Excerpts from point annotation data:
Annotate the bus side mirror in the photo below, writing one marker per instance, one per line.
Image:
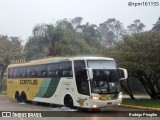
(123, 74)
(90, 73)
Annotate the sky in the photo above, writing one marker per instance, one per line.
(18, 17)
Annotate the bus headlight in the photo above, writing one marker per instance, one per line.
(120, 95)
(95, 97)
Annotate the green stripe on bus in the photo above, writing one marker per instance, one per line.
(48, 87)
(52, 87)
(43, 87)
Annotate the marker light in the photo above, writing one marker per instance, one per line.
(94, 106)
(120, 96)
(95, 97)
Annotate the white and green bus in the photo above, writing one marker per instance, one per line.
(84, 82)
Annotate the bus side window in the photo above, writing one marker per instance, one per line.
(53, 70)
(42, 71)
(81, 77)
(66, 69)
(31, 71)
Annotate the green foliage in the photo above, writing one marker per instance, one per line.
(139, 54)
(65, 38)
(156, 26)
(142, 102)
(10, 49)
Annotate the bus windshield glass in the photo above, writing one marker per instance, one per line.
(105, 77)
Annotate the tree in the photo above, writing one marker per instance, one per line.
(63, 38)
(140, 55)
(111, 31)
(10, 49)
(156, 26)
(136, 27)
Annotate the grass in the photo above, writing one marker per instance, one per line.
(142, 102)
(3, 93)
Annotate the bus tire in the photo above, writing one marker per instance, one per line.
(68, 101)
(18, 97)
(23, 97)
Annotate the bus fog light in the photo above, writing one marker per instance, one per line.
(94, 106)
(95, 97)
(120, 96)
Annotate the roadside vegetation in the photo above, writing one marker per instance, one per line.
(141, 102)
(132, 47)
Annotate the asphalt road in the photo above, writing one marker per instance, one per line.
(62, 113)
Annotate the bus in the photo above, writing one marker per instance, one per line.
(82, 82)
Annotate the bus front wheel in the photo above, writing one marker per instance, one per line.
(18, 96)
(23, 97)
(68, 101)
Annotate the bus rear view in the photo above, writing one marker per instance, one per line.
(99, 79)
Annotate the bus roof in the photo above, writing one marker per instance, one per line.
(57, 59)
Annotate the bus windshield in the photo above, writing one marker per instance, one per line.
(105, 76)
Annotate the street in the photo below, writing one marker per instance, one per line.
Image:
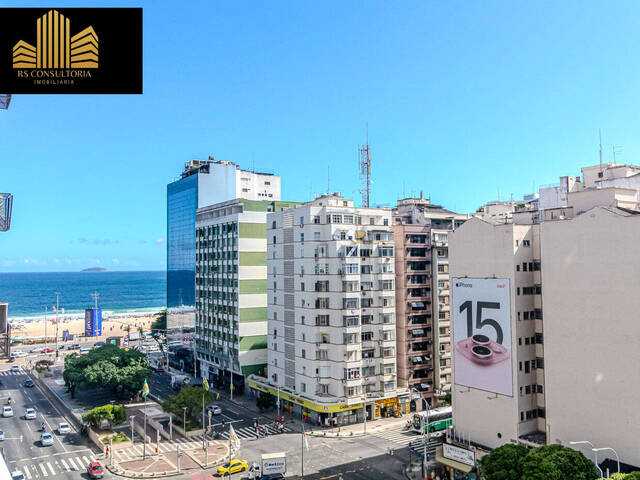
(69, 455)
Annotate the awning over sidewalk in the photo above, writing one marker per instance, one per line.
(452, 463)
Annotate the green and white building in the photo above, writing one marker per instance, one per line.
(231, 289)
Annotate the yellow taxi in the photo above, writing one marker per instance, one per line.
(234, 466)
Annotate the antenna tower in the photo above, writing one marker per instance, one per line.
(365, 171)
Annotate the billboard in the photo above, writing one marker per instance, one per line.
(482, 334)
(93, 322)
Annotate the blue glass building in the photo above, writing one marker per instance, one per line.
(182, 203)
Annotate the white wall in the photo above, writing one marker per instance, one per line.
(591, 301)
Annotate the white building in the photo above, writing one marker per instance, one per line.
(571, 267)
(331, 312)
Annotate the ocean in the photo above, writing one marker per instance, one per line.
(29, 293)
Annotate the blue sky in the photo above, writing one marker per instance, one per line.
(463, 99)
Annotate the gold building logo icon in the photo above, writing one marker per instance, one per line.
(55, 47)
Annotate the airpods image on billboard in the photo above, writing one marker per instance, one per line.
(482, 334)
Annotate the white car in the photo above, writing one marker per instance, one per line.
(46, 439)
(64, 428)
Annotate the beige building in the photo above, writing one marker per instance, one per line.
(571, 267)
(331, 340)
(421, 232)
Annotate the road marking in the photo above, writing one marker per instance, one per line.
(72, 463)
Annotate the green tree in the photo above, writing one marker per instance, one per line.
(265, 401)
(114, 414)
(190, 397)
(504, 463)
(556, 462)
(106, 367)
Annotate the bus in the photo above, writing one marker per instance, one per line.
(439, 419)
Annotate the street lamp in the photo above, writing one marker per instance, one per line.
(608, 448)
(586, 442)
(424, 423)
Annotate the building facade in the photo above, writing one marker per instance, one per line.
(202, 183)
(331, 313)
(422, 297)
(569, 262)
(231, 289)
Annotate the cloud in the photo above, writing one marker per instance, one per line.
(97, 241)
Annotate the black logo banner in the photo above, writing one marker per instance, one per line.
(71, 50)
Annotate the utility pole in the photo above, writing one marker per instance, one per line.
(57, 309)
(302, 456)
(45, 327)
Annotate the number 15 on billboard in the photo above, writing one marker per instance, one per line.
(482, 334)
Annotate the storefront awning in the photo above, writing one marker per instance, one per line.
(461, 467)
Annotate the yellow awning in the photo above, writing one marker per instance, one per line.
(462, 467)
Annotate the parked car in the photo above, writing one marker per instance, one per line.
(46, 439)
(64, 428)
(95, 470)
(234, 466)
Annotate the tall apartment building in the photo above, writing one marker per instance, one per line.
(202, 183)
(331, 312)
(570, 267)
(422, 297)
(231, 289)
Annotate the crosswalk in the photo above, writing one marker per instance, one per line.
(192, 443)
(53, 466)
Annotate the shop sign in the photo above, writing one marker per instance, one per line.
(458, 454)
(304, 403)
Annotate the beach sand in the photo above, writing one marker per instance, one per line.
(111, 327)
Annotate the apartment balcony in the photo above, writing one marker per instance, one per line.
(537, 277)
(537, 301)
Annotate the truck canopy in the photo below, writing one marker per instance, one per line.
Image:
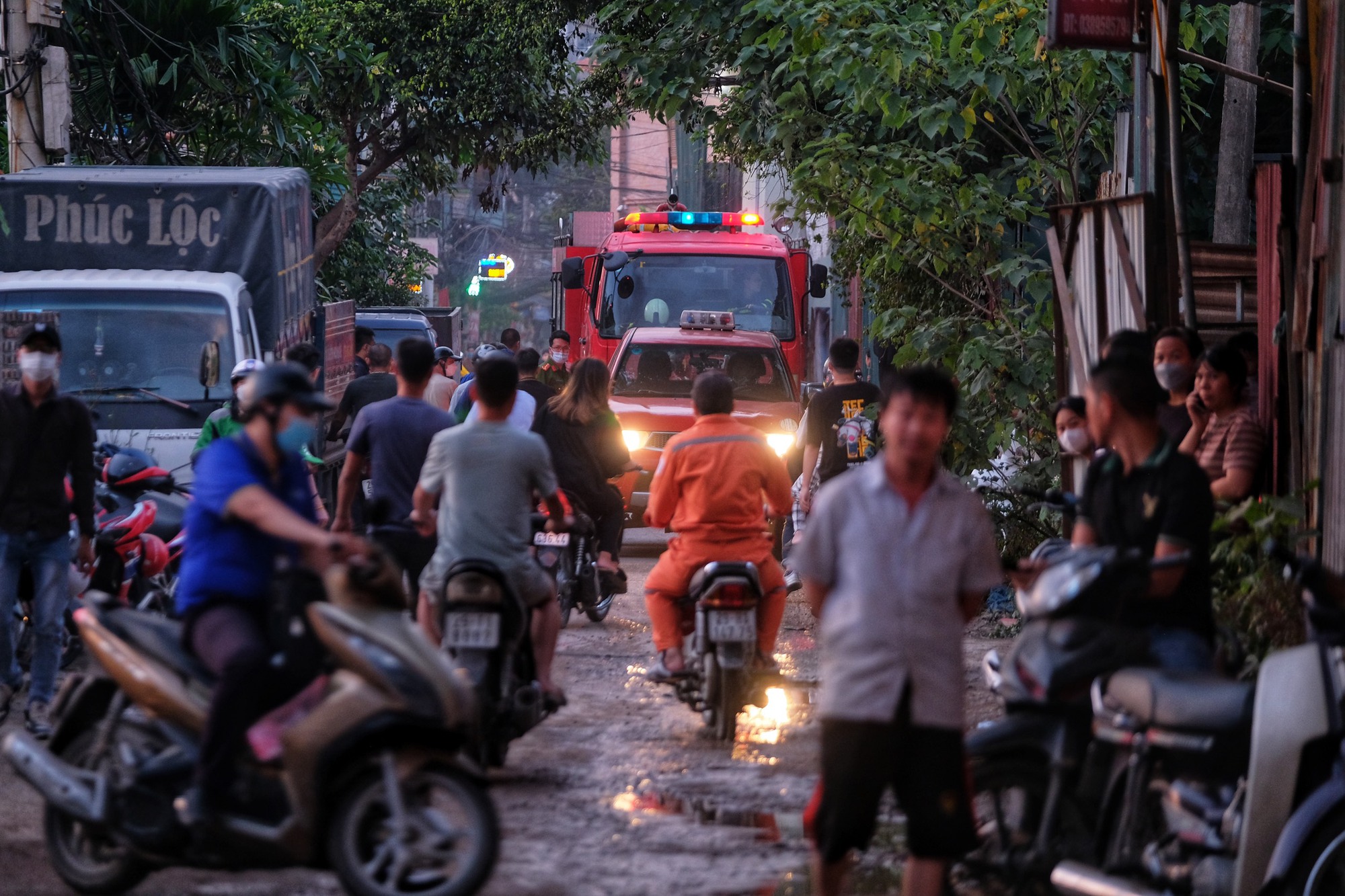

## Aim of the task
Rewrite every row above with "one per line" changed to "each on a separate line" and everything else left as it is. Omit the pictures.

## Exercise solution
Annotate the bus side mirror in the photo below, writing one marker per instance, each on a separate line.
Image:
(123, 74)
(90, 73)
Annotate the sky in the photo above, writing one marker per instance, each on a separate line.
(18, 17)
Annotate the bus headlight in the photo above, writing one marker per instance, each on a separate line.
(120, 95)
(95, 97)
Annotate the green stripe on bus in the photo above, writing one marker per instance, each on a separate line.
(48, 87)
(52, 87)
(43, 87)
Annotate the marker light in the photo above, writing one marker per instance, each on a separate line.
(94, 106)
(120, 96)
(95, 97)
Annotate the white and green bus in the photo above, writing one marker per instance, each on a separate line.
(84, 82)
Annotate the bus side window in the photo above, writing one marker per instance, each on a separate line.
(53, 70)
(42, 71)
(81, 77)
(66, 69)
(31, 71)
Annotate the green foliage in the photo above, writing one marker per instance, each on a separate line.
(139, 54)
(65, 38)
(156, 26)
(142, 102)
(10, 49)
Annotate the bus windshield glass in the photo above, writing one marker per instance, each on a separate line.
(105, 77)
Annotate the tree in the photo above, writing one marker per instance, each on a separate line.
(63, 38)
(140, 55)
(111, 31)
(10, 49)
(156, 26)
(136, 27)
Annotate the grass in the photo above, writing one marker per instance, each on a separate line.
(142, 102)
(3, 93)
Annotate the bus tire in the photo above, writing one marker per instance, each on a separate line.
(68, 101)
(18, 97)
(23, 97)
Annotate the bus fog light in the photo above, writing one marker per instance, each on a separate line.
(94, 106)
(95, 97)
(120, 96)
Annotate the roadside vegetation in the photo above, writing one marker per instance, each on a separate line.
(141, 102)
(132, 47)
Annotate the asphalt road in the photo above, writing one marker per instance, each on a separate line.
(62, 113)
Annotate the bus in the photo above, writing one marker per instance, each on a separate line.
(82, 82)
Annotate the bus front wheel in the photo above, writing one marker per instance, each on a separate line.
(18, 96)
(23, 97)
(68, 101)
Annotate the bus rear view in the photo above, writing one marker per instance, each on a separate line.
(99, 79)
Annotate the bus roof in the photo above, writing one marker per instance, each on a separate line.
(57, 59)
Annotate the bus windshield in the photo above, writing one marker per instance, each on a separate line.
(105, 76)
Annotate the street in the photo below, writing one marker per instance, each on a separate line.
Image:
(69, 455)
Annotate the awning over sidewalk in the photo above, writing one marker per instance, each on a separate line.
(452, 463)
Annotate the green and white building in the photo above, writing one marker per instance, each on a separate line.
(231, 289)
Annotate the yellow taxi in the photo above, writing one marker per instance, each on a separate line.
(234, 466)
Annotate the antenna tower in the photo above, writing one marker per instance, each on a separate line.
(365, 171)
Annotate the billboard in the photo above, writing one marker per instance, each on a separate line.
(482, 334)
(93, 322)
Annotate the blue glass building in the photo above, writing one marker per instance, each on a separate line.
(182, 203)
Annotate the white wall in the photo above, writing one marker per instance, each on a separate line.
(591, 301)
Annotate the white building in the photo above, writing one marker per instance, each on a separate line.
(571, 267)
(331, 312)
Annotate the ocean in the photo above, writing one marker per instance, each on a separate line.
(29, 293)
Annotate the blue sky in the photo above, writing one marker per instance, each on a separate line.
(463, 99)
Annotate the gold building logo icon in the photo above, writing one marker per instance, each on a separate line.
(55, 47)
Annotate the airpods image on billboard in the photo above, writing one marker per instance, each on a separate line.
(482, 334)
Annotate the white car in the photo above, writing one marker per instance, each on a separate line.
(46, 439)
(64, 428)
Annotate the beige building in the photo above, writing one marker per instance, each on a separate line.
(571, 267)
(331, 340)
(421, 232)
Annotate the road marking in the photo above, writing one marker per instance, each on a separate line.
(72, 463)
Annotate the green tree in the photo above, writing one marker per instance, each on a separate line.
(265, 401)
(114, 414)
(190, 397)
(504, 463)
(556, 462)
(106, 367)
Annotate the bus in the photo above, writing one marker per instance, each on a separate line.
(439, 419)
Annotate the street lamp in the photo above, writing one marker per instance, each on a separate line.
(608, 448)
(586, 442)
(424, 423)
Annotate the building facade in the photo above, writing one marker per instance, each on a separate line.
(202, 183)
(331, 313)
(422, 297)
(569, 262)
(231, 289)
Annotate the cloud in the photo above, writing one marker per instance, each on a separate line.
(97, 241)
Annotate the black logo banner in the photo above, writing one marker per instance, each on a separate line.
(71, 50)
Annotate the utility pole in the photo above, writing one marker per instance, each on a separate line.
(57, 309)
(302, 456)
(45, 327)
Annotate the number 15 on billboard in the photo above, writing one marker per instance, each on a separate line.
(482, 334)
Annotate the storefront awning in the photo above, writing one marker per instance, each on a separate line.
(461, 467)
Annotate the yellow awning in the photo above, writing one marker per instance, each on a separate line.
(462, 467)
Annotate the parked car in the photo above, writing one marker per instance, each on a separate line.
(46, 439)
(64, 428)
(95, 470)
(234, 466)
Annotate the tall apartment building in the photo above, writing one marker per instance, each on a separate line.
(202, 183)
(331, 312)
(570, 267)
(422, 297)
(231, 289)
Annotate the crosswalk in the photo above, writing one marker per instance, each on a separate line.
(192, 443)
(53, 466)
Annotate the shop sign in the photo above, writing one marker per instance, each on a separate line.
(458, 454)
(304, 403)
Annotate the beach sand in the photo above, writing one marker per instance, each on a separate line.
(111, 327)
Annotate the apartment balcony in the photo above, writing one marker per instance, each on a separate line.
(537, 277)
(537, 301)
Annotate the truck canopy in the photo below, writing one marker per instance, each on a separate line.
Image:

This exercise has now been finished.